=== TASK SET ===
1. In the userfaultfd message, besides configuring the sysctl, what capability lets a process have kernel faults handled by userfaultfd?
2. Repeat word for word the part of the userfaultfd message that runs from "From: Mike Rapoport" to "user can do it.".

Re: [PATCH v5 2/5] userfaultfd: add /dev/userfaultfd for fine grained access control

From: Mike Rapoport
Date: Thu Aug 11 2022 - 02:38:37 EST


On Mon, Aug 08, 2022 at 10:56:11AM -0700, Axel Rasmussen wrote:
> Historically, it has been shown that intercepting kernel faults with
> userfaultfd (thereby forcing the kernel to wait for an arbitrary amount
> of time) can be exploited, or at least can make some kinds of exploits
> easier. So, in 37cd0575b8 "userfaultfd: add UFFD_USER_MODE_ONLY" we
> changed things so, in order for kernel faults to be handled by
> userfaultfd, either the process needs CAP_SYS_PTRACE, or this sysctl
> must be configured so that any unprivileged user can do it.
>
> In a typical implementation of a hypervisor with live migration (take
> QEMU/KVM as one such example), we do indeed need to be able to handle
> kernel faults. But, both options above are less than ideal:
>
> - Toggling the sysctl increases attack surface by allowing any
> unprivileged user to do it.

=== STORED DATA ===
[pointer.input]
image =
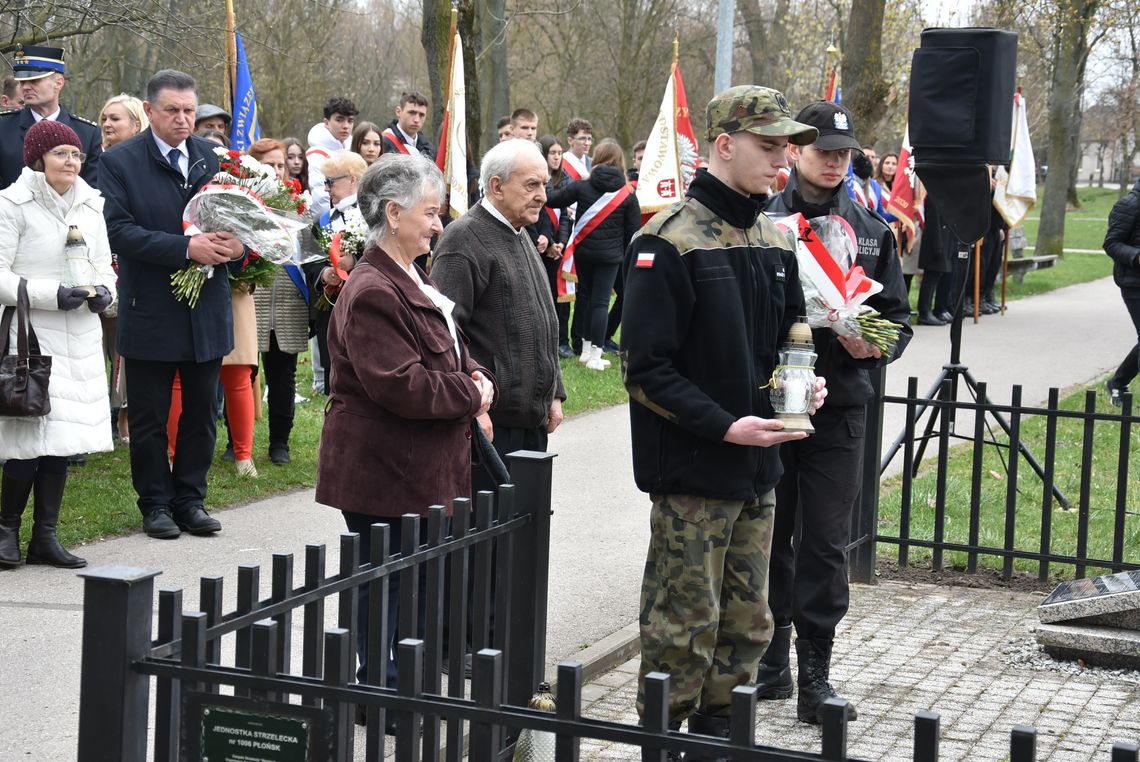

=== RESULTS OF THE TASKS ===
1. CAP_SYS_PTRACE

2.
From: Mike Rapoport
Date: Thu Aug 11 2022 - 02:38:37 EST


On Mon, Aug 08, 2022 at 10:56:11AM -0700, Axel Rasmussen wrote:
> Historically, it has been shown that intercepting kernel faults with
> userfaultfd (thereby forcing the kernel to wait for an arbitrary amount
> of time) can be exploited, or at least can make some kinds of exploits
> easier. So, in 37cd0575b8 "userfaultfd: add UFFD_USER_MODE_ONLY" we
> changed things so, in order for kernel faults to be handled by
> userfaultfd, either the process needs CAP_SYS_PTRACE, or this sysctl
> must be configured so that any unprivileged user can do it.